╭─ Records for this task

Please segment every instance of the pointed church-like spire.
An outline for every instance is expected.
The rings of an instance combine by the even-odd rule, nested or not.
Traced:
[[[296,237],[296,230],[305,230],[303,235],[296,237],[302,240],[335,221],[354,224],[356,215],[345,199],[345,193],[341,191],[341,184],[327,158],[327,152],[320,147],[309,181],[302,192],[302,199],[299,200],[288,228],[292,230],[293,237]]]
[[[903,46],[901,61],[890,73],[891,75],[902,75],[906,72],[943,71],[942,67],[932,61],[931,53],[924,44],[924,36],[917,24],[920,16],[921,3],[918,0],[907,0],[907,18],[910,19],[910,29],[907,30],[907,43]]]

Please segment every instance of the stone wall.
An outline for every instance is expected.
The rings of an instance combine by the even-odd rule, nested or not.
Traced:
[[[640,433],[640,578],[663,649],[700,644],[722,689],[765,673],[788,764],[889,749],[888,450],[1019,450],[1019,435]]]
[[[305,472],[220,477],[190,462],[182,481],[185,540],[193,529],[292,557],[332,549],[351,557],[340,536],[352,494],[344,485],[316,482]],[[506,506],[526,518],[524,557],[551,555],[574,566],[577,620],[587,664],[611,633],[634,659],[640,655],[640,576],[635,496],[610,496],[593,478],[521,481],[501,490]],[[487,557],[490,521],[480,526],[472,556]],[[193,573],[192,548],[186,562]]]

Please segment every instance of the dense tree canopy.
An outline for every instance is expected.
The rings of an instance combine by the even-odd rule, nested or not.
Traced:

╰─

In this exercise, repeat the entries above verbatim.

Task solution -
Please segment every instance of the pointed church-like spire.
An outline for every instance is expected.
The rings of an instance combine by the even-odd rule, nested or not.
Traced:
[[[296,237],[296,230],[305,230],[303,235],[296,237],[302,240],[335,221],[354,224],[356,215],[345,199],[345,193],[341,191],[341,184],[327,158],[327,152],[320,147],[309,181],[302,192],[302,199],[299,200],[288,228],[292,230],[293,237]]]
[[[903,46],[901,61],[890,73],[891,75],[902,75],[906,72],[943,71],[942,67],[932,61],[931,53],[924,44],[924,36],[917,24],[920,16],[921,3],[918,0],[907,0],[907,18],[910,19],[910,29],[907,30],[907,43]]]

Please segment every instance of the stone wall.
An outline for every instance is expected.
The rings of an instance combine by the even-odd rule, nested or not.
Traced:
[[[640,433],[640,578],[663,649],[700,644],[722,689],[765,673],[788,764],[889,749],[888,450],[1019,450],[1019,435]]]
[[[305,472],[220,477],[190,462],[182,481],[185,540],[193,529],[292,557],[332,549],[351,557],[340,536],[352,494],[344,485],[316,482]],[[506,506],[526,518],[524,557],[551,555],[574,566],[577,620],[587,664],[611,633],[634,659],[640,655],[640,576],[635,496],[610,496],[593,478],[521,481],[501,490]],[[487,557],[490,521],[480,526],[472,556]],[[193,573],[192,548],[186,562]]]

Please segment every instance of the dense tree canopy.
An outline for every instance is expected.
The rings of an instance combine by the even-odd rule, nested or not.
Traced:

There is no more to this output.